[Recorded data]
————

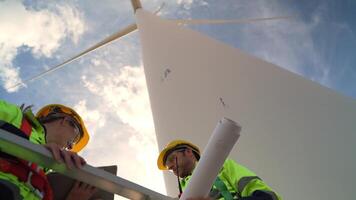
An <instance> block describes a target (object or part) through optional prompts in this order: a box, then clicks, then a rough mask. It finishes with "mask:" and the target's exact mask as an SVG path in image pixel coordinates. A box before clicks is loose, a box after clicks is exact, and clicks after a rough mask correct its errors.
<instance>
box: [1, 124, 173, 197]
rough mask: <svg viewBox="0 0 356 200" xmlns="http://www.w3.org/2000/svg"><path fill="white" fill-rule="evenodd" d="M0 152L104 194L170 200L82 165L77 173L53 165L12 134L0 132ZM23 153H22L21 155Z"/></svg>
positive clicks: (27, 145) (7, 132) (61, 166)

————

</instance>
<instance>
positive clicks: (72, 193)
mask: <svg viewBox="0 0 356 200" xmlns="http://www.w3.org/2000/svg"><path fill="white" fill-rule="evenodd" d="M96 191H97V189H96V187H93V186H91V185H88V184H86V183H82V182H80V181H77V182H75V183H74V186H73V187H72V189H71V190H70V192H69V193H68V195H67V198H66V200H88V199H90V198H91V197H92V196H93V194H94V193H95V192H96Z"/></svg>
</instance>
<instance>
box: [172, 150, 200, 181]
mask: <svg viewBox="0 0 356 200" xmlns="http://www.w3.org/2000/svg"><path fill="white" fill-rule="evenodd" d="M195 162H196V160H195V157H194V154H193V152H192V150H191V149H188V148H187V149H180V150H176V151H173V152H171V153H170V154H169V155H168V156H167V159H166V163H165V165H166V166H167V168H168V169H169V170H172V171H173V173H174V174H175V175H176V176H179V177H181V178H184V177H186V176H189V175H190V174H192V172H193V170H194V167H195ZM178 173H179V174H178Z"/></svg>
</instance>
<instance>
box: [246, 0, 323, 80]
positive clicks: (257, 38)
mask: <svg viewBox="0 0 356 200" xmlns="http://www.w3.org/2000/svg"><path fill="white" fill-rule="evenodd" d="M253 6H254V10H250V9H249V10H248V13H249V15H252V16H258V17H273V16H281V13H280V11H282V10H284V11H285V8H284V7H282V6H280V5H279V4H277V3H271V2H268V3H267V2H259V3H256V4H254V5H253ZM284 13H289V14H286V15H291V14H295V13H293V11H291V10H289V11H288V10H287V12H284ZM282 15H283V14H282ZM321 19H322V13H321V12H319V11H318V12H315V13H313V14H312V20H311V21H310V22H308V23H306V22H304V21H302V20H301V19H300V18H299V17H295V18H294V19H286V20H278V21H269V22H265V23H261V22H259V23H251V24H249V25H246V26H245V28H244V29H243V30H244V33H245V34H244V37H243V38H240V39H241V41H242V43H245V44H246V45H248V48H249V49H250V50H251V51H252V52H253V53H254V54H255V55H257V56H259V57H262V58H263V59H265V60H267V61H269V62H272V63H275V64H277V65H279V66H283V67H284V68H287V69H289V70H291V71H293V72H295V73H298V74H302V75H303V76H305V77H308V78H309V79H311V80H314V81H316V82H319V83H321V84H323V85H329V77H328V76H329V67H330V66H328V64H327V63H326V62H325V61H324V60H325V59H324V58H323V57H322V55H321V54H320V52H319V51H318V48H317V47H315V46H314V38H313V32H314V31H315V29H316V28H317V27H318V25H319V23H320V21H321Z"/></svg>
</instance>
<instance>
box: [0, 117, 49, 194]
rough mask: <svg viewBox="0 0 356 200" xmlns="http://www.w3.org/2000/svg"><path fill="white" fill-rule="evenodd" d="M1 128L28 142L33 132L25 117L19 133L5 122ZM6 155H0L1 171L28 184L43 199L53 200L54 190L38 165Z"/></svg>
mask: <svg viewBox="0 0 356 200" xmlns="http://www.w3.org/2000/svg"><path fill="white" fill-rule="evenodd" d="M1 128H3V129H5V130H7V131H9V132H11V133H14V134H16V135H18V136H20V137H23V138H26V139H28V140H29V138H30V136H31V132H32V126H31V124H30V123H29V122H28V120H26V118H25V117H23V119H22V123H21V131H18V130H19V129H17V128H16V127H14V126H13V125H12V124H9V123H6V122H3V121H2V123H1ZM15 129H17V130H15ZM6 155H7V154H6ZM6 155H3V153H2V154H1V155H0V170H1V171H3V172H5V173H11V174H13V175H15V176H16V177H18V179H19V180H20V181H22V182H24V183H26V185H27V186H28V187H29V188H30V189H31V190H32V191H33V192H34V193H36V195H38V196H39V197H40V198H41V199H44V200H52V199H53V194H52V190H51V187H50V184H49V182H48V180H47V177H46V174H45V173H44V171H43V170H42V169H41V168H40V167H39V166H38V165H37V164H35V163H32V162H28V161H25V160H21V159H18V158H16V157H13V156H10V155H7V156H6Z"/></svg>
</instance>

————

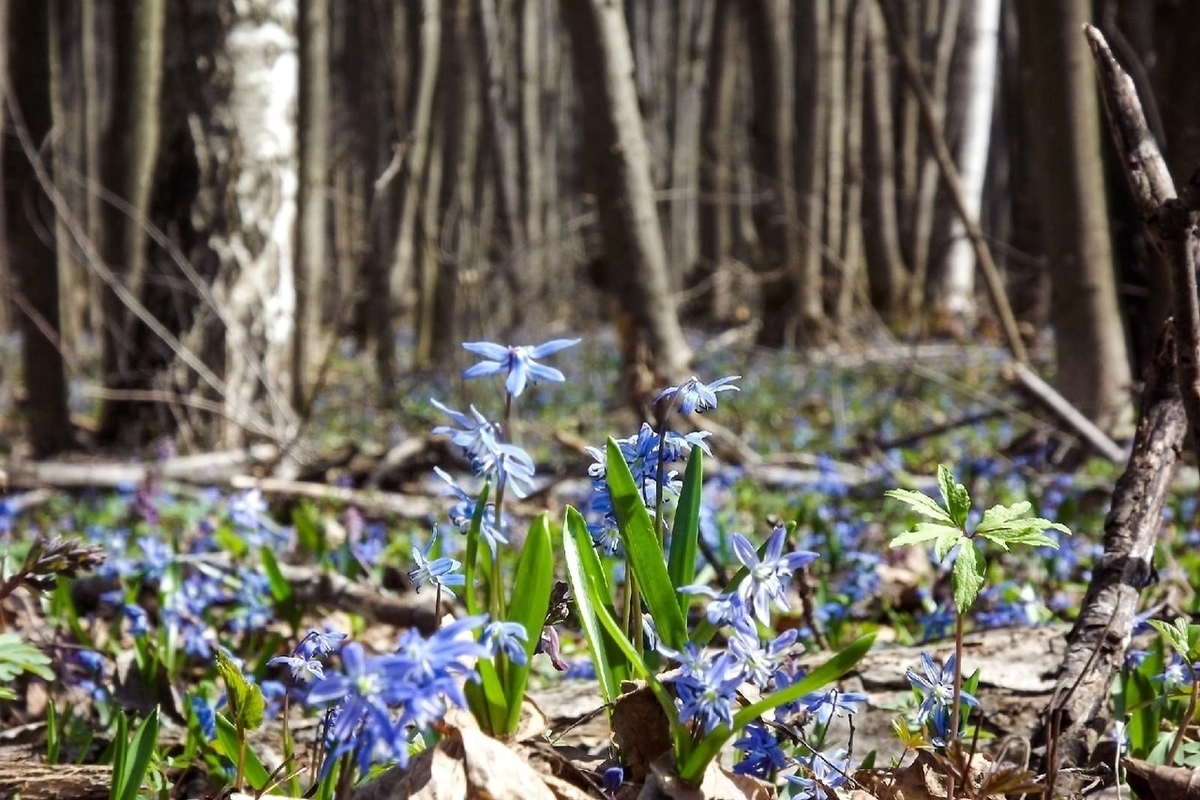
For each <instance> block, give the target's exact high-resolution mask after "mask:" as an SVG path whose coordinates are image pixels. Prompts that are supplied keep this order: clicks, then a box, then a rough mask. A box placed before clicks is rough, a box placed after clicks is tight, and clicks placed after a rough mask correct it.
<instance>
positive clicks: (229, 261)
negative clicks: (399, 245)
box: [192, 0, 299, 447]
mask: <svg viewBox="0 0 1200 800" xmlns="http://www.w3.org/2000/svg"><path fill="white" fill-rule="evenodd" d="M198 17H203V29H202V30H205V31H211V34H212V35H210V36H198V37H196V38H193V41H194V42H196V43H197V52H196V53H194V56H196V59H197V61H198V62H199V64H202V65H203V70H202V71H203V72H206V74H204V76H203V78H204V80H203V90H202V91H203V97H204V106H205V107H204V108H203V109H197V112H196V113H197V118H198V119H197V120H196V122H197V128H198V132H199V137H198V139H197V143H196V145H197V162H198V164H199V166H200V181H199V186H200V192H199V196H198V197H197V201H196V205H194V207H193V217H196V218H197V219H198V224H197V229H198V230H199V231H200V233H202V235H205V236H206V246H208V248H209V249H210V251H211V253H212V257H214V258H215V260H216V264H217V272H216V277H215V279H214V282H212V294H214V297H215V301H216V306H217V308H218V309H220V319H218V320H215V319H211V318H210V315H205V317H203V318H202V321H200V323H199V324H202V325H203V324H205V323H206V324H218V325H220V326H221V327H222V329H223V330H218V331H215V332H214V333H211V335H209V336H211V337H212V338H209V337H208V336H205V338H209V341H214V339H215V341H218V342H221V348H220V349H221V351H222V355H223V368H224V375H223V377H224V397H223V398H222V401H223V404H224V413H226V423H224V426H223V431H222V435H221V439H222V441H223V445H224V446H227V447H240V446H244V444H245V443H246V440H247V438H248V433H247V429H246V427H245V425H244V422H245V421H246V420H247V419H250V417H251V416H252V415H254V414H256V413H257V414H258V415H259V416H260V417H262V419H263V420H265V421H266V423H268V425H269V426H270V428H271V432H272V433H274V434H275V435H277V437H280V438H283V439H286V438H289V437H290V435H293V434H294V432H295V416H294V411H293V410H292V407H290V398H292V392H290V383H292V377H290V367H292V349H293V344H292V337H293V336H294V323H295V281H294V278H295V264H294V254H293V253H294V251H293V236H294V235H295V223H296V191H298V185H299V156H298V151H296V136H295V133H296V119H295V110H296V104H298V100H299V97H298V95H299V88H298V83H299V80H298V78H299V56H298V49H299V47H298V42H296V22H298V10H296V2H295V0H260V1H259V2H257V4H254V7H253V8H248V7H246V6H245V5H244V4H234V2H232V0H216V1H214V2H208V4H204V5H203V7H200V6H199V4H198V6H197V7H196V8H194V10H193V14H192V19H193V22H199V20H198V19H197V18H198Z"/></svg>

————

Task requirements:
Identify the lines in the entries that hold "target" and return each one.

Your response:
An <instance> block describes a target (object or part) through optional prompts in this order: a box, then clicks, then a rough mask. It finishes with "mask:" and the target's exact mask as an SVG path in image pixel coordinates. A box before clicks is loose, a box after clicks is exact, and clicks after a rough mask correct its errors.
For each <instance> block, give the target's exact high-resolution mask after "mask:" as an SVG path whose coordinates are image pixels. Prompts that are supplied keep this order: clicks, then a box, then a rough mask. A box placed before clicks is rough, a box placed after clicks is tight, and clicks placed after a rough mask correct it.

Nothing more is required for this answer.